_TASK OBJECTIVE_
Pictures stay out of the copy. Transcribe exactly the lines from the line with "# response is" through the final line of the records.

_WORKING DATA_
+ + + +

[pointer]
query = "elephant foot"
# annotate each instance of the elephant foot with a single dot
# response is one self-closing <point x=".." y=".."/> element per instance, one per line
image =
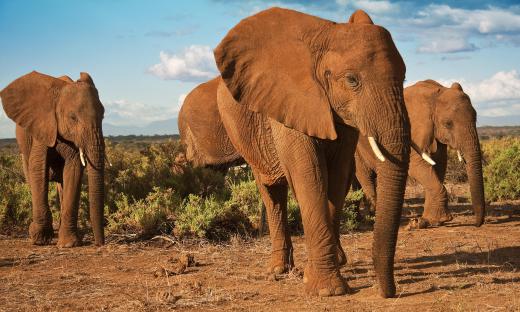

+ + + +

_EXERCISE RESULT_
# response is one self-closing <point x=".." y=".."/> element per instance, one per line
image =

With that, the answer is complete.